TASK DETAILS: Select every line in the material below that contains the word "playing" and copy each such line.

(Coordinate annotation records)
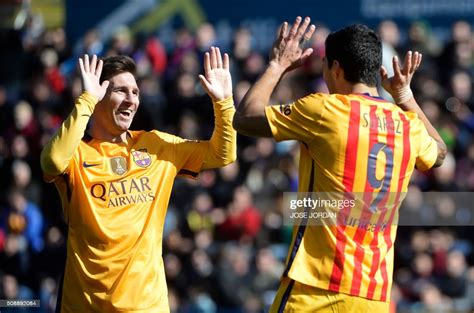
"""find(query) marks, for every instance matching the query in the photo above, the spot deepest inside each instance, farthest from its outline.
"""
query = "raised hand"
(288, 49)
(399, 84)
(90, 75)
(216, 79)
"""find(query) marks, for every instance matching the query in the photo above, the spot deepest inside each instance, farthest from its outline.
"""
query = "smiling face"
(114, 114)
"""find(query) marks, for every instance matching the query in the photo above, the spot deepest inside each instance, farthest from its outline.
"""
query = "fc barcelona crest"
(119, 165)
(141, 158)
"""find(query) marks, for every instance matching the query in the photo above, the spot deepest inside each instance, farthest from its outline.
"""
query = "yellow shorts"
(293, 296)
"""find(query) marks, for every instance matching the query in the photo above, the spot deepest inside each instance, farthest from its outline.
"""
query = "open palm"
(90, 75)
(216, 79)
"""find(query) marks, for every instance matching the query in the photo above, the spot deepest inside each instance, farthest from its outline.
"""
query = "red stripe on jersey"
(366, 213)
(383, 213)
(350, 163)
(401, 181)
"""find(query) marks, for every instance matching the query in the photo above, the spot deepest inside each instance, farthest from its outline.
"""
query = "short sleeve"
(299, 120)
(189, 156)
(428, 152)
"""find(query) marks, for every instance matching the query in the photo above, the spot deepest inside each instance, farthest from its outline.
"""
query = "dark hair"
(117, 64)
(358, 50)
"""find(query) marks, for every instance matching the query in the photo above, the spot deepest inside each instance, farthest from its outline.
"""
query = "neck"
(349, 88)
(104, 135)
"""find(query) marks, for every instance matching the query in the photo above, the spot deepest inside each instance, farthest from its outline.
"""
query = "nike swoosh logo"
(89, 164)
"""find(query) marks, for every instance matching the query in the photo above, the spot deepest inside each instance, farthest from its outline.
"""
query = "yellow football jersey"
(115, 197)
(349, 144)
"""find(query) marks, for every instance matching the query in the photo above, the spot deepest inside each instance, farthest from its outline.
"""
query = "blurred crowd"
(225, 239)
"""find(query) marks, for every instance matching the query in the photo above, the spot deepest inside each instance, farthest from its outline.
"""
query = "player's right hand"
(289, 50)
(90, 75)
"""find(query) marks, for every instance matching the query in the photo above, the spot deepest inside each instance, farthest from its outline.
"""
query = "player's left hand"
(216, 79)
(402, 76)
(288, 50)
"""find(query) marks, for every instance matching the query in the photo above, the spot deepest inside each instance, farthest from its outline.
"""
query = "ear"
(337, 69)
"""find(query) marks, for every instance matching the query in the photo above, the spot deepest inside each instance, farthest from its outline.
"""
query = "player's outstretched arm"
(287, 53)
(217, 82)
(58, 152)
(399, 88)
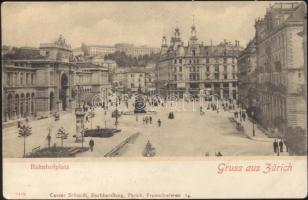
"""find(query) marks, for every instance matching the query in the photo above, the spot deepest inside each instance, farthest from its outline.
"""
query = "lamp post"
(116, 112)
(79, 112)
(253, 124)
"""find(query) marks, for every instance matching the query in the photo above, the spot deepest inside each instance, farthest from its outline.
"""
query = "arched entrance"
(17, 105)
(9, 107)
(32, 103)
(64, 91)
(22, 103)
(51, 101)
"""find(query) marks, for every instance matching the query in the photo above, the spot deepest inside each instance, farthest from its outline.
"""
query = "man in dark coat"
(91, 144)
(275, 145)
(281, 146)
(243, 116)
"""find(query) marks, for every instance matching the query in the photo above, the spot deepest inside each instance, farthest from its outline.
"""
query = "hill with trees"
(124, 60)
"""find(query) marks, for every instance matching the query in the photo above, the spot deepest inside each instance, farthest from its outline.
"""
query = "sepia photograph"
(148, 80)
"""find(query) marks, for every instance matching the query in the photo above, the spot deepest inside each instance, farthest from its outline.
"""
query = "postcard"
(154, 100)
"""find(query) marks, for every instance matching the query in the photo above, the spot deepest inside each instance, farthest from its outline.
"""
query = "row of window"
(133, 75)
(196, 77)
(197, 61)
(20, 78)
(196, 68)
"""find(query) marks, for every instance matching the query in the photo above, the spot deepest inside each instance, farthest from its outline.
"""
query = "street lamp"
(253, 124)
(116, 112)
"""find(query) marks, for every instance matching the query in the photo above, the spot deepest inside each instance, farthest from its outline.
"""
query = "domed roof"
(180, 51)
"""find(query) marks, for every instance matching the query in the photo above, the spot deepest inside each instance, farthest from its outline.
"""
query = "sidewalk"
(259, 134)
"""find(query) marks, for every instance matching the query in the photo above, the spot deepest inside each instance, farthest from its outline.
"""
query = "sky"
(140, 23)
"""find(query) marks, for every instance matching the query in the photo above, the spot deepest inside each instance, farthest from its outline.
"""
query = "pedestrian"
(243, 116)
(285, 143)
(91, 144)
(281, 145)
(275, 145)
(48, 139)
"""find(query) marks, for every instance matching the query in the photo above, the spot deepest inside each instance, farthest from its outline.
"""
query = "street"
(189, 134)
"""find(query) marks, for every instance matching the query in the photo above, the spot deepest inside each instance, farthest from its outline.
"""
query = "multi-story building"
(131, 78)
(280, 67)
(247, 75)
(135, 79)
(100, 50)
(150, 78)
(129, 49)
(39, 87)
(197, 68)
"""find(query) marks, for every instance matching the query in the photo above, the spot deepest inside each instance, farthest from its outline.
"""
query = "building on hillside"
(78, 52)
(280, 67)
(197, 69)
(150, 78)
(129, 49)
(100, 50)
(40, 87)
(247, 75)
(129, 79)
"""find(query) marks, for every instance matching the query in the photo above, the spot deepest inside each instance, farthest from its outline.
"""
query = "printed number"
(20, 193)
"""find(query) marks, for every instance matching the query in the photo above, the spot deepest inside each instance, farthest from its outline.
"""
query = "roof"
(90, 65)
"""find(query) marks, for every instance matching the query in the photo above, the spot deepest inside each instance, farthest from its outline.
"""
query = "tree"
(85, 49)
(91, 115)
(24, 131)
(296, 140)
(62, 135)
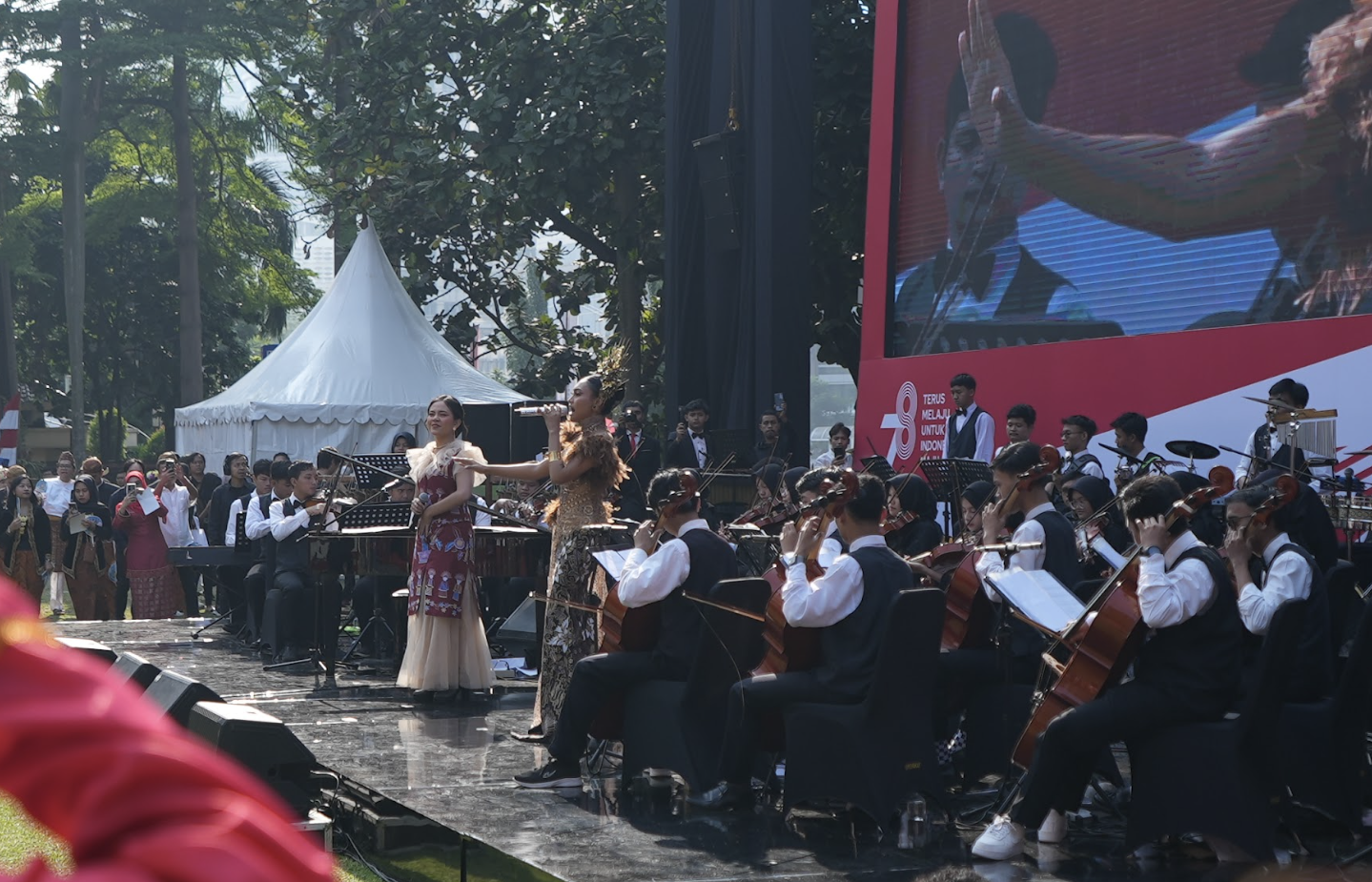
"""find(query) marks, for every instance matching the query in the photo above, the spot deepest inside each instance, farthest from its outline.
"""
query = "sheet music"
(612, 560)
(1039, 597)
(1106, 552)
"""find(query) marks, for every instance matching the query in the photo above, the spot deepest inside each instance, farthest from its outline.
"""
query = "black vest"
(1059, 560)
(1312, 675)
(963, 444)
(1199, 662)
(852, 645)
(293, 554)
(711, 560)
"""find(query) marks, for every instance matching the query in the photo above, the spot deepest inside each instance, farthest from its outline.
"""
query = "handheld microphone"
(422, 498)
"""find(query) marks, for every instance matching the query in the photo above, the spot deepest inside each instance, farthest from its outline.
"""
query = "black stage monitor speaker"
(136, 669)
(719, 159)
(258, 741)
(91, 647)
(175, 694)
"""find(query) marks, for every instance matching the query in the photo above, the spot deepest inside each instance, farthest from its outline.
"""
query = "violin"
(1115, 631)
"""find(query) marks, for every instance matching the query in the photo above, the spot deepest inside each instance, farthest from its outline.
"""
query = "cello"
(789, 647)
(1112, 637)
(968, 612)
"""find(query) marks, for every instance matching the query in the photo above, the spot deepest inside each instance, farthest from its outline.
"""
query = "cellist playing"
(850, 603)
(690, 563)
(1187, 671)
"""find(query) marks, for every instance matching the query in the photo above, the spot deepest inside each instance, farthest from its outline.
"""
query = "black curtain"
(737, 321)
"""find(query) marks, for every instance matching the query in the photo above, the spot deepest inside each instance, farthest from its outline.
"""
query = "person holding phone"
(840, 449)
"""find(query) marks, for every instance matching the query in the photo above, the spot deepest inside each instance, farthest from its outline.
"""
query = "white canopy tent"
(359, 368)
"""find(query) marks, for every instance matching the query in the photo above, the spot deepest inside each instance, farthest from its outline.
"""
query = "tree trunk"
(9, 351)
(72, 213)
(628, 280)
(188, 243)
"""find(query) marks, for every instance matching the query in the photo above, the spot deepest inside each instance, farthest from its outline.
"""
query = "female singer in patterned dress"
(584, 462)
(446, 644)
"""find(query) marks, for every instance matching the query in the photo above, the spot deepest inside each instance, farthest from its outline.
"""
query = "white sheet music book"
(1039, 597)
(612, 560)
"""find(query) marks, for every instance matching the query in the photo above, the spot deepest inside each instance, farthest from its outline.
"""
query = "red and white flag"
(10, 432)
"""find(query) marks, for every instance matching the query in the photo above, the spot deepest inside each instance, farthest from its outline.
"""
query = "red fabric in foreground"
(136, 797)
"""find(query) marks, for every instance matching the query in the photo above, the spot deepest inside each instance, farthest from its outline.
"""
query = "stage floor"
(453, 765)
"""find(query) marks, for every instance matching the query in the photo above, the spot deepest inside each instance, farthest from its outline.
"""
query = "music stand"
(949, 478)
(371, 478)
(375, 516)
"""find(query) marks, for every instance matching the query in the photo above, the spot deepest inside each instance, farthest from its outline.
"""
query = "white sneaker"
(1054, 828)
(1000, 841)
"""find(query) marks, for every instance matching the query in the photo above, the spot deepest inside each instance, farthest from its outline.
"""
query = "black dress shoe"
(721, 796)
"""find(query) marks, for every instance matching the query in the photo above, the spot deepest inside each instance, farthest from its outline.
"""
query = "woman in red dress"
(154, 587)
(446, 649)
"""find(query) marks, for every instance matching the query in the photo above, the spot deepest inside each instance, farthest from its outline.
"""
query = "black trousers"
(963, 672)
(596, 681)
(755, 698)
(1069, 749)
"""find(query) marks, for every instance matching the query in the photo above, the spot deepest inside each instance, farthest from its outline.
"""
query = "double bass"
(969, 613)
(1106, 638)
(789, 647)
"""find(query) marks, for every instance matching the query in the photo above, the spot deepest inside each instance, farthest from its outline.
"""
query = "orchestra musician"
(972, 431)
(911, 494)
(1131, 431)
(850, 604)
(1187, 671)
(1288, 574)
(689, 564)
(290, 524)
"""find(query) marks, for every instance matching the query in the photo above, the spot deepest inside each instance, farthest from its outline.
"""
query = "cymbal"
(1272, 402)
(1193, 450)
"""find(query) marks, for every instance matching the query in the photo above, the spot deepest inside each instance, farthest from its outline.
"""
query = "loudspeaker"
(175, 694)
(258, 741)
(91, 647)
(134, 669)
(719, 158)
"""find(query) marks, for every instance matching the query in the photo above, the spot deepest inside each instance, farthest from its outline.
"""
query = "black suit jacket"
(643, 465)
(682, 454)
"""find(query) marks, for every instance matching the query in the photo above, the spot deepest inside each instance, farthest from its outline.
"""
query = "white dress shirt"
(283, 525)
(1169, 598)
(256, 524)
(649, 578)
(991, 563)
(175, 528)
(985, 434)
(1287, 579)
(829, 598)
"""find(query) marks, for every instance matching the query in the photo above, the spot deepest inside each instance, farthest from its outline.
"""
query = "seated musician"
(1014, 659)
(850, 603)
(689, 564)
(1187, 671)
(1287, 574)
(290, 523)
(809, 488)
(910, 493)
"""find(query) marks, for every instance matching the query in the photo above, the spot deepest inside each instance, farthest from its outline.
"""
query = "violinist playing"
(690, 563)
(1186, 672)
(1257, 532)
(850, 603)
(911, 516)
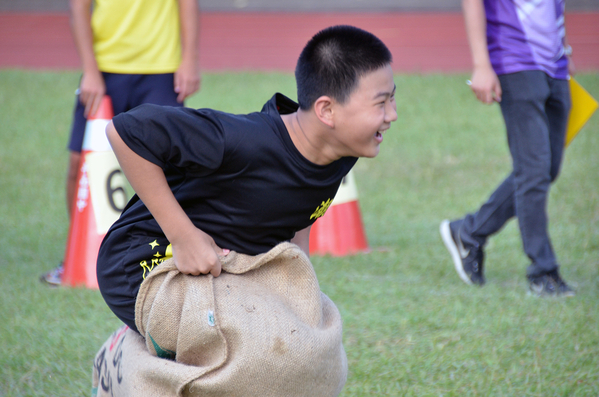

RESPONSE TO THE TASK:
query = "cellist playing"
query = "violinist playing"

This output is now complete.